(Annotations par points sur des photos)
########################################

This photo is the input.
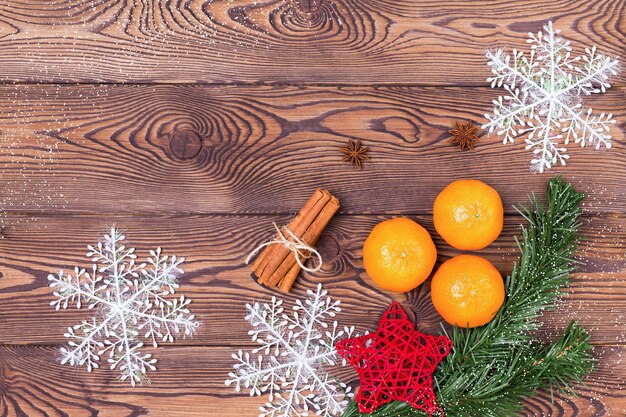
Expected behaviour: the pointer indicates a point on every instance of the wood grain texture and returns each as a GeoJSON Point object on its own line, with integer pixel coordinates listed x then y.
{"type": "Point", "coordinates": [190, 382]}
{"type": "Point", "coordinates": [220, 284]}
{"type": "Point", "coordinates": [284, 41]}
{"type": "Point", "coordinates": [271, 89]}
{"type": "Point", "coordinates": [114, 149]}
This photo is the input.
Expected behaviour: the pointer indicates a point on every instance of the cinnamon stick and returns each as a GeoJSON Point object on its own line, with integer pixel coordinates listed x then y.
{"type": "Point", "coordinates": [310, 237]}
{"type": "Point", "coordinates": [276, 265]}
{"type": "Point", "coordinates": [261, 262]}
{"type": "Point", "coordinates": [278, 255]}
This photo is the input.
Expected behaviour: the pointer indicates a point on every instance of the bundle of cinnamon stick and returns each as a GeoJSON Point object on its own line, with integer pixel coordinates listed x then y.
{"type": "Point", "coordinates": [276, 265]}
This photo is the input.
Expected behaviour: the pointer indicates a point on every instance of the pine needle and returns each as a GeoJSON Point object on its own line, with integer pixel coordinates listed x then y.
{"type": "Point", "coordinates": [491, 368]}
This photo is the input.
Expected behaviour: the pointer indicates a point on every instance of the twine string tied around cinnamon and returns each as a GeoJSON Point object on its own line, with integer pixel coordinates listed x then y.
{"type": "Point", "coordinates": [300, 249]}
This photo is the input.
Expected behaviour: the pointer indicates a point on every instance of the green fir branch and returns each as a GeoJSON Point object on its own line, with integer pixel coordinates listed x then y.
{"type": "Point", "coordinates": [491, 368]}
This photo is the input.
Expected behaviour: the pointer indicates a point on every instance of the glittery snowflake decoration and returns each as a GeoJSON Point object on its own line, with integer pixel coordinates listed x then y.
{"type": "Point", "coordinates": [133, 303]}
{"type": "Point", "coordinates": [295, 348]}
{"type": "Point", "coordinates": [543, 97]}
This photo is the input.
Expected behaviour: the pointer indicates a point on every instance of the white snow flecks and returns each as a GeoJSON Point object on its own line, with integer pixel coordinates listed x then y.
{"type": "Point", "coordinates": [133, 304]}
{"type": "Point", "coordinates": [295, 348]}
{"type": "Point", "coordinates": [543, 97]}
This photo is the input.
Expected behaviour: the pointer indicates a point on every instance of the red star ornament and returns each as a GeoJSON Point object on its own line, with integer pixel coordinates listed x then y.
{"type": "Point", "coordinates": [396, 363]}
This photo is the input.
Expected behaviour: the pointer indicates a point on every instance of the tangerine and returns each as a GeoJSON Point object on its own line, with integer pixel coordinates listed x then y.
{"type": "Point", "coordinates": [467, 291]}
{"type": "Point", "coordinates": [468, 214]}
{"type": "Point", "coordinates": [399, 254]}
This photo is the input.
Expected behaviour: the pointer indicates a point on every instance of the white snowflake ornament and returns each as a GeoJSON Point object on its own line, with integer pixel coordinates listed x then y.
{"type": "Point", "coordinates": [133, 303]}
{"type": "Point", "coordinates": [294, 351]}
{"type": "Point", "coordinates": [543, 97]}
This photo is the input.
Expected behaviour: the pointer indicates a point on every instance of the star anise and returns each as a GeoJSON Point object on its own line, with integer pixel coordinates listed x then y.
{"type": "Point", "coordinates": [355, 153]}
{"type": "Point", "coordinates": [464, 135]}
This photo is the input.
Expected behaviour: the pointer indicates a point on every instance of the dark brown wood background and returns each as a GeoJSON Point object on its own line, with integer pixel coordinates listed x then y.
{"type": "Point", "coordinates": [94, 92]}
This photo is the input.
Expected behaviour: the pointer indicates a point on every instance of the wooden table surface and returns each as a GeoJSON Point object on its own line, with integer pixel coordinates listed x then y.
{"type": "Point", "coordinates": [196, 124]}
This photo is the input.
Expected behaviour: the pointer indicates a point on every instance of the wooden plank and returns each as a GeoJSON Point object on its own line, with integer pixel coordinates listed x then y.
{"type": "Point", "coordinates": [278, 41]}
{"type": "Point", "coordinates": [190, 382]}
{"type": "Point", "coordinates": [264, 149]}
{"type": "Point", "coordinates": [220, 284]}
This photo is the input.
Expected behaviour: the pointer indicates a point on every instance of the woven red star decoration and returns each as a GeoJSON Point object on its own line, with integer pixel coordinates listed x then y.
{"type": "Point", "coordinates": [395, 363]}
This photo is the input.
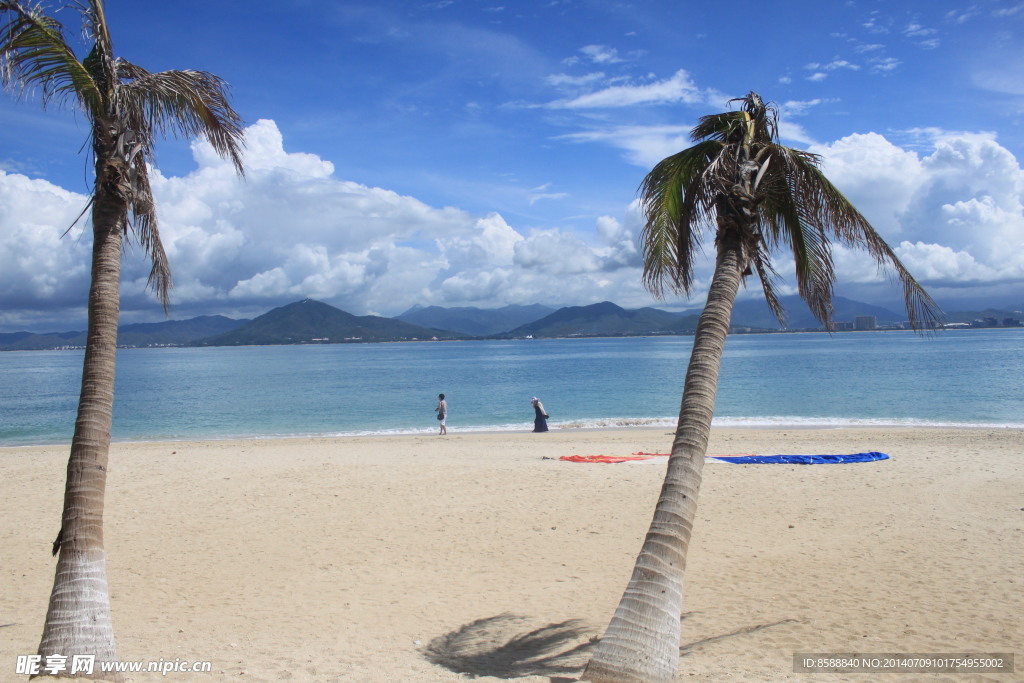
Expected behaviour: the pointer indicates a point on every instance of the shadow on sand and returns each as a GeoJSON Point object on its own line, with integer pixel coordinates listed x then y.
{"type": "Point", "coordinates": [497, 646]}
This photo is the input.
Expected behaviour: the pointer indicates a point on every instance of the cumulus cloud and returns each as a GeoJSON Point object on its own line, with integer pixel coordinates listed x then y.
{"type": "Point", "coordinates": [954, 216]}
{"type": "Point", "coordinates": [292, 229]}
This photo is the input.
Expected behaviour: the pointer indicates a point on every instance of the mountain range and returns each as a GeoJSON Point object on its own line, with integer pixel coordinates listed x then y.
{"type": "Point", "coordinates": [313, 322]}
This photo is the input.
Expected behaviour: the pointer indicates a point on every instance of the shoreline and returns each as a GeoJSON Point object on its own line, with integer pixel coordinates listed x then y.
{"type": "Point", "coordinates": [583, 426]}
{"type": "Point", "coordinates": [427, 558]}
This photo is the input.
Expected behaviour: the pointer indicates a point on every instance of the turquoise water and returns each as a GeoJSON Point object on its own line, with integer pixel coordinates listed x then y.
{"type": "Point", "coordinates": [893, 378]}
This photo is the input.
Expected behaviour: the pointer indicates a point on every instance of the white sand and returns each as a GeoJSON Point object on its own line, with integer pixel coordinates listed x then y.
{"type": "Point", "coordinates": [348, 559]}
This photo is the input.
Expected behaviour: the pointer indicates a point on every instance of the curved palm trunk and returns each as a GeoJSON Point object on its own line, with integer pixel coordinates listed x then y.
{"type": "Point", "coordinates": [641, 643]}
{"type": "Point", "coordinates": [78, 620]}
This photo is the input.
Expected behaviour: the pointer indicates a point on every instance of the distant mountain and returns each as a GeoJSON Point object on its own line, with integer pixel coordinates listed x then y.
{"type": "Point", "coordinates": [314, 322]}
{"type": "Point", "coordinates": [170, 333]}
{"type": "Point", "coordinates": [606, 318]}
{"type": "Point", "coordinates": [473, 321]}
{"type": "Point", "coordinates": [598, 319]}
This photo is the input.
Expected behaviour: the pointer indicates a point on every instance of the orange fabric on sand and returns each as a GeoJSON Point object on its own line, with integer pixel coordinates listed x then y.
{"type": "Point", "coordinates": [600, 459]}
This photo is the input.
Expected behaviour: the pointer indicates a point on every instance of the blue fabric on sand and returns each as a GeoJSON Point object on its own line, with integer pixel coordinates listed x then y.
{"type": "Point", "coordinates": [805, 460]}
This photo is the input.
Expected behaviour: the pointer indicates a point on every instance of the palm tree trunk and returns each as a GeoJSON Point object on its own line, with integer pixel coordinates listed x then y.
{"type": "Point", "coordinates": [641, 643]}
{"type": "Point", "coordinates": [78, 620]}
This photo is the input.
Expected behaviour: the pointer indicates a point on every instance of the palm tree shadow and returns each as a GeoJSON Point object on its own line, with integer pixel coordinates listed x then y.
{"type": "Point", "coordinates": [687, 648]}
{"type": "Point", "coordinates": [491, 646]}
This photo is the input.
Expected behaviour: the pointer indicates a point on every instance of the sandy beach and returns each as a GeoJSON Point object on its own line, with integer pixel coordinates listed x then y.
{"type": "Point", "coordinates": [482, 556]}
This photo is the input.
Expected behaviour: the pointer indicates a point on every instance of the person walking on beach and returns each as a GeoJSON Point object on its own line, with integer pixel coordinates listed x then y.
{"type": "Point", "coordinates": [441, 411]}
{"type": "Point", "coordinates": [540, 416]}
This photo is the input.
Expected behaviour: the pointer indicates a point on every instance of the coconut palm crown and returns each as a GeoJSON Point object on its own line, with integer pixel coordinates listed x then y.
{"type": "Point", "coordinates": [757, 197]}
{"type": "Point", "coordinates": [126, 108]}
{"type": "Point", "coordinates": [738, 182]}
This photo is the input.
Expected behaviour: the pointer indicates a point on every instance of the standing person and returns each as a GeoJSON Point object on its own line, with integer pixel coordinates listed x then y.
{"type": "Point", "coordinates": [540, 416]}
{"type": "Point", "coordinates": [441, 411]}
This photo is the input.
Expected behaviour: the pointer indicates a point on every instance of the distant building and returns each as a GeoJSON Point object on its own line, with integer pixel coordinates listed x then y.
{"type": "Point", "coordinates": [865, 323]}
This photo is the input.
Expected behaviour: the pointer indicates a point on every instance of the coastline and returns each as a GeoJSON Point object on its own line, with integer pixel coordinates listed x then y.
{"type": "Point", "coordinates": [357, 558]}
{"type": "Point", "coordinates": [573, 426]}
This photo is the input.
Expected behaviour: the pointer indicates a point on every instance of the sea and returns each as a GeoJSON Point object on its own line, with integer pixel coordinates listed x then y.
{"type": "Point", "coordinates": [965, 378]}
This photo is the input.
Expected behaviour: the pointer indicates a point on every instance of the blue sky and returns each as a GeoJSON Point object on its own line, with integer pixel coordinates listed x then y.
{"type": "Point", "coordinates": [463, 153]}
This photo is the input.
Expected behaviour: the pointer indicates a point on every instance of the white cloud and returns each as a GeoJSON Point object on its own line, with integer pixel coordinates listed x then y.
{"type": "Point", "coordinates": [678, 88]}
{"type": "Point", "coordinates": [291, 229]}
{"type": "Point", "coordinates": [954, 215]}
{"type": "Point", "coordinates": [644, 145]}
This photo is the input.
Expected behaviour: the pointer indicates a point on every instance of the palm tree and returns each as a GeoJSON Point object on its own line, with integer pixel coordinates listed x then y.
{"type": "Point", "coordinates": [126, 107]}
{"type": "Point", "coordinates": [759, 197]}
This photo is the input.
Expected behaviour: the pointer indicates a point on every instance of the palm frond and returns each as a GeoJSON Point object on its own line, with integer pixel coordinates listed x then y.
{"type": "Point", "coordinates": [827, 207]}
{"type": "Point", "coordinates": [672, 198]}
{"type": "Point", "coordinates": [35, 53]}
{"type": "Point", "coordinates": [188, 103]}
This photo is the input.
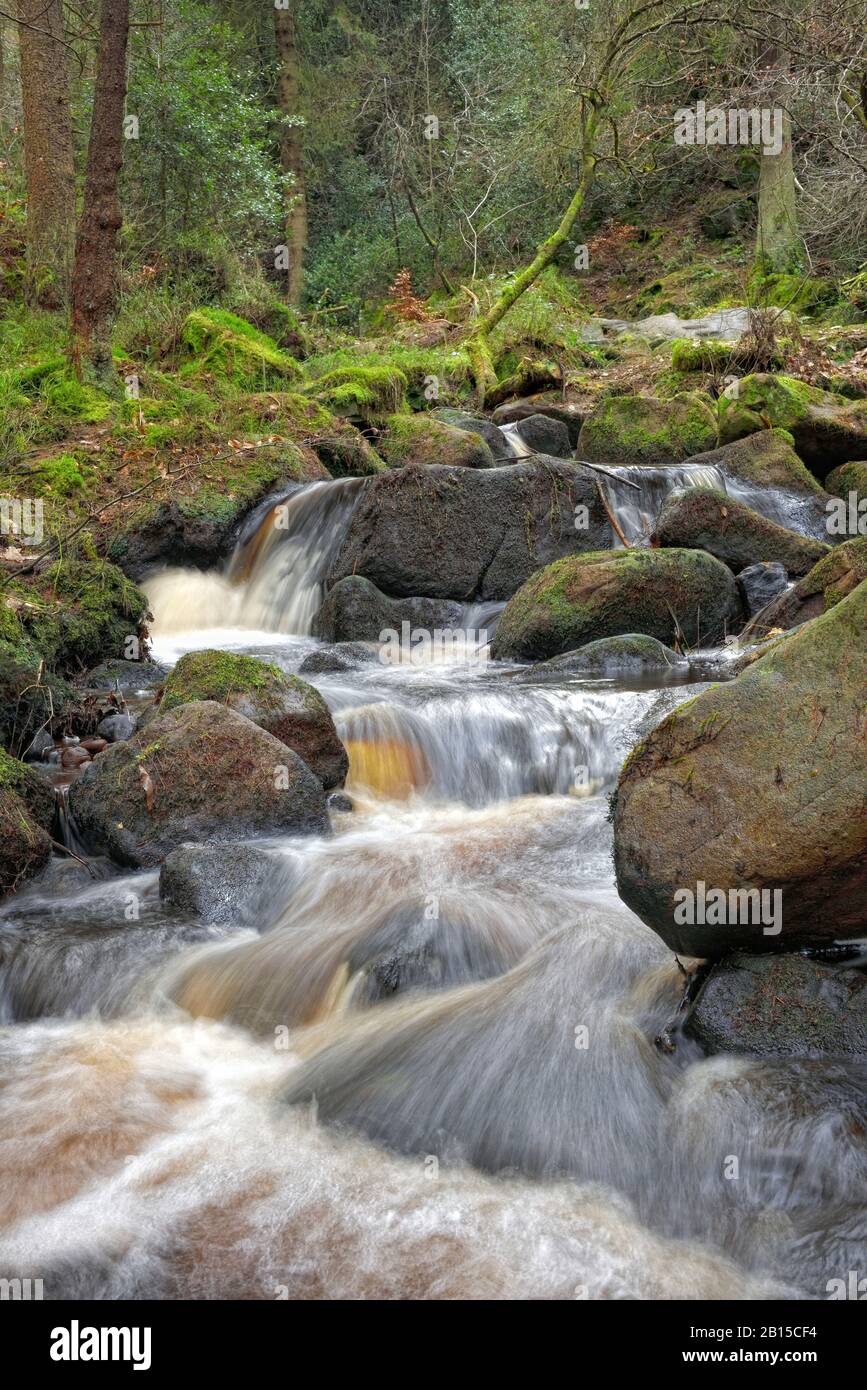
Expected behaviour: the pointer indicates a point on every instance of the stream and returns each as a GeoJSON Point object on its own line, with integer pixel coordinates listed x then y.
{"type": "Point", "coordinates": [421, 1064]}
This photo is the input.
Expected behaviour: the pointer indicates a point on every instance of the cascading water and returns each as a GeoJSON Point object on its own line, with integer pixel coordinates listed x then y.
{"type": "Point", "coordinates": [274, 580]}
{"type": "Point", "coordinates": [250, 1109]}
{"type": "Point", "coordinates": [637, 495]}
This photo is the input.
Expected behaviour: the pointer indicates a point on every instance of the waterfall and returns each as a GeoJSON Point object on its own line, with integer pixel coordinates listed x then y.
{"type": "Point", "coordinates": [513, 439]}
{"type": "Point", "coordinates": [274, 580]}
{"type": "Point", "coordinates": [637, 496]}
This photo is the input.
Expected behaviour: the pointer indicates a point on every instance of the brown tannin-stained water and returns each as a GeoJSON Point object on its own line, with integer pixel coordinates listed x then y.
{"type": "Point", "coordinates": [423, 1062]}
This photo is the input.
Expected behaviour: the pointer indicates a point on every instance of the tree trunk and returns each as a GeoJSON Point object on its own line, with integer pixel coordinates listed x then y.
{"type": "Point", "coordinates": [47, 153]}
{"type": "Point", "coordinates": [778, 246]}
{"type": "Point", "coordinates": [477, 344]}
{"type": "Point", "coordinates": [93, 280]}
{"type": "Point", "coordinates": [292, 156]}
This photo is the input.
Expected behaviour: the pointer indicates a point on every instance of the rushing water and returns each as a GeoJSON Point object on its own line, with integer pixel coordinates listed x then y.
{"type": "Point", "coordinates": [421, 1065]}
{"type": "Point", "coordinates": [637, 496]}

########################################

_OBJECTIF_. Repère et recopie chaque ligne des enregistrements qui contient la chaîne « snowflake », en respectant la casse.

_RÉSULTAT ATTENDU_.
Expected behaviour: the pointer indicates a point on every instance of the glittery snowflake decoration and returns each as a GeoJSON Point object on its own line, with integer pixel coordinates listed x then y.
Expected behaviour: the pointer indicates a point on every instance of the white snowflake ornament and returns each as a GeoJSON Point object on its own line, with integer pixel coordinates listed x then y.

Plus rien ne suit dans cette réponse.